• **What you have to do**:
Pick up the article about the "Paul is dead" rumor after its final sentence and continue writing it.

It's been 44 years since the first published report of a rumor that Beatle Paul McCartney was dead. In this digital age, we asked journalism experts how the "Paul is dead" story might have played out if Twitter existed at the time.
WASHINGTON – Arguably the world’s most famous and enduring urban legend took hold 44 years ago this month.
On Sept. 17, 1969 the student newspaper of Drake University in Iowa published an article by student Tim Harper, entitled “Is Beatle Paul McCartney Dead?”
Harper’s article is widely-regarded as the first published report of an elaborate rumor that had been circulating that McCartney had died.
The rumor included numerous supposed clues among lyrics and artwork that McCartney had died.
After more than a month, the Beatles press office issued a statement denying the rumor, calling it “a load of rubbish” and noting “Paul is still very much with us.”
‘Paul is dead’ clues existed in lyrics and album covers. (Apple Records)

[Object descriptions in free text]
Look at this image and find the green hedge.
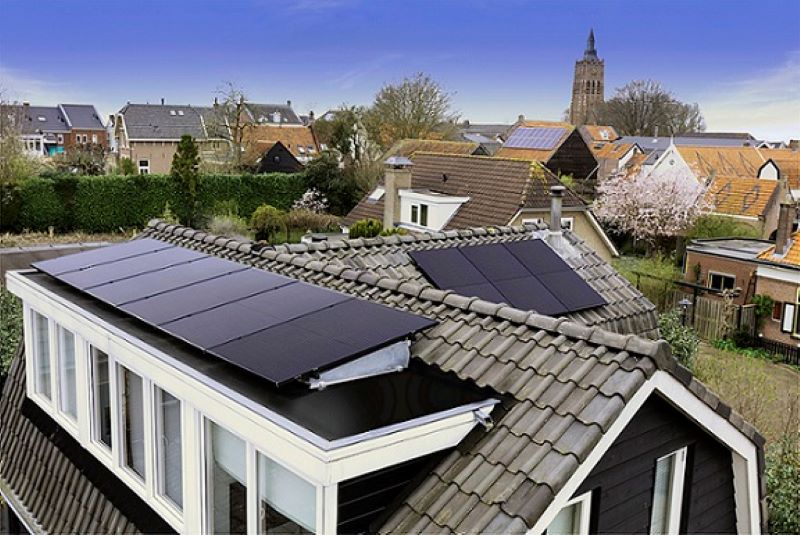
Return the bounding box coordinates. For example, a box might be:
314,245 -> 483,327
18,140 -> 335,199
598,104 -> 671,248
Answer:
2,173 -> 306,232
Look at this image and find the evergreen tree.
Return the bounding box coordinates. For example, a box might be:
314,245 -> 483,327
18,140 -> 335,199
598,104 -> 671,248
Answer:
170,135 -> 200,227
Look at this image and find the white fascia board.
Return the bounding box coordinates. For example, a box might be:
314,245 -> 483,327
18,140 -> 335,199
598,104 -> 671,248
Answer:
6,270 -> 497,484
756,265 -> 800,284
527,370 -> 761,535
398,189 -> 469,204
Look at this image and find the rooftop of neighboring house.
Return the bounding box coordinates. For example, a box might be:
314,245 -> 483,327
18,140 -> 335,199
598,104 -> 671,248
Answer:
342,152 -> 586,229
245,124 -> 319,158
0,222 -> 764,533
580,124 -> 619,143
758,232 -> 800,269
495,119 -> 575,163
676,147 -> 800,189
707,176 -> 780,218
11,104 -> 105,135
382,139 -> 480,160
686,237 -> 800,269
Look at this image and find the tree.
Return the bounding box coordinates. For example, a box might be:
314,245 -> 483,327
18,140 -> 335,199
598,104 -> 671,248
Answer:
303,151 -> 368,216
365,73 -> 458,148
595,80 -> 706,136
206,82 -> 254,171
594,172 -> 711,245
170,134 -> 200,226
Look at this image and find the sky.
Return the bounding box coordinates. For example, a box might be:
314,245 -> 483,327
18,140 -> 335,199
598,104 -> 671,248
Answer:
0,0 -> 800,140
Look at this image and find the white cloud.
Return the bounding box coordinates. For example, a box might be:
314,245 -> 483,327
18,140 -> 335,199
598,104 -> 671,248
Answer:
699,50 -> 800,140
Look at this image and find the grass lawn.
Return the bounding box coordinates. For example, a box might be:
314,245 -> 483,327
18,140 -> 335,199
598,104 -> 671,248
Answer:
694,342 -> 800,442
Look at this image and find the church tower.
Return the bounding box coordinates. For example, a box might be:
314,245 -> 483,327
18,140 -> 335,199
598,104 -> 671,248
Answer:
569,30 -> 605,125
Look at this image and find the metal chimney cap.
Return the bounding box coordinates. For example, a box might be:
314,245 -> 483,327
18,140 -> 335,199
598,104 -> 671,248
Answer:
383,156 -> 414,169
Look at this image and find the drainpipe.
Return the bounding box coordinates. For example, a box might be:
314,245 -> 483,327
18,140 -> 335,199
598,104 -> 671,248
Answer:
547,185 -> 567,247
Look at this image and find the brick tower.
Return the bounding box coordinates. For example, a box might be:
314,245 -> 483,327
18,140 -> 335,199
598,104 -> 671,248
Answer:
569,30 -> 605,125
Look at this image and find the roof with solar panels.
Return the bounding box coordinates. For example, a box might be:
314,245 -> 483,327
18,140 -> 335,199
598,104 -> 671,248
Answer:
0,221 -> 760,533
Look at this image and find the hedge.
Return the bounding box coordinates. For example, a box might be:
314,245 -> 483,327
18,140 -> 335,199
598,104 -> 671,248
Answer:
2,173 -> 306,232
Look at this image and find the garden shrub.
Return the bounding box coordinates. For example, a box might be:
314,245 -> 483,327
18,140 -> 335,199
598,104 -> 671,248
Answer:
766,431 -> 800,533
349,219 -> 383,238
658,309 -> 700,370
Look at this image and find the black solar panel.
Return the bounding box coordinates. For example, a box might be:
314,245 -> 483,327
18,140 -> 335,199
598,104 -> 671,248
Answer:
411,240 -> 606,316
35,240 -> 435,385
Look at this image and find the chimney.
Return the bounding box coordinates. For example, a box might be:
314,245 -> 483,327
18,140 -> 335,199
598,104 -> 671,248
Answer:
547,185 -> 567,247
775,188 -> 797,256
383,156 -> 414,229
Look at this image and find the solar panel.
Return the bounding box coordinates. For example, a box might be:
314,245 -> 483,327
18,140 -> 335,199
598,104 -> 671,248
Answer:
411,240 -> 606,315
503,126 -> 567,150
36,240 -> 435,385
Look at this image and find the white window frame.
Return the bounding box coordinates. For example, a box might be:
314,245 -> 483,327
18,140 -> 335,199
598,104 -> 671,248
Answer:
648,446 -> 689,535
707,271 -> 736,291
548,491 -> 592,535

• **Task result**:
Yet the rumor continued to thrive even after McCartney appeared in person.
In this digital age, where millions learn and spread information and misinformation daily, one can only imagine how the “Paul is dead” rumor would have played out if Twitter and Facebook existed.
“The speed at which rumors and ideas travel is remarkably different,” says social media expert Prof. Ben Shneiderman, of University of Maryland’s Dept. of Computer Science.
With Twitter, a piece of information – correct or incorrect – can domino once it’s been retweeted by a person with a large number of followers.
“The media was more centralized,” says Shneiderman. “Now, you can get this remarkable cascade where things spread very quickly.”
Kelly McBride, senior faculty at Poynter Institute, says while some aspects of reporting rumors has changed, some have remained the same.
“Paul McCartney has died a number of times on Twitter, and every time so far it’s turned out to not be true,” McBride says.
McBride wonders whether the Beatles were interested in dispelling the rumor, since it came just after the release of their “Abbey Road” album.
“They were aware of the rumor for a long time and did not knock it down,” says McBride.
“When the people who actually have the truth don’t participate in the conversation, then we are at a loss as a community of people in conversation with each other,” says McBride.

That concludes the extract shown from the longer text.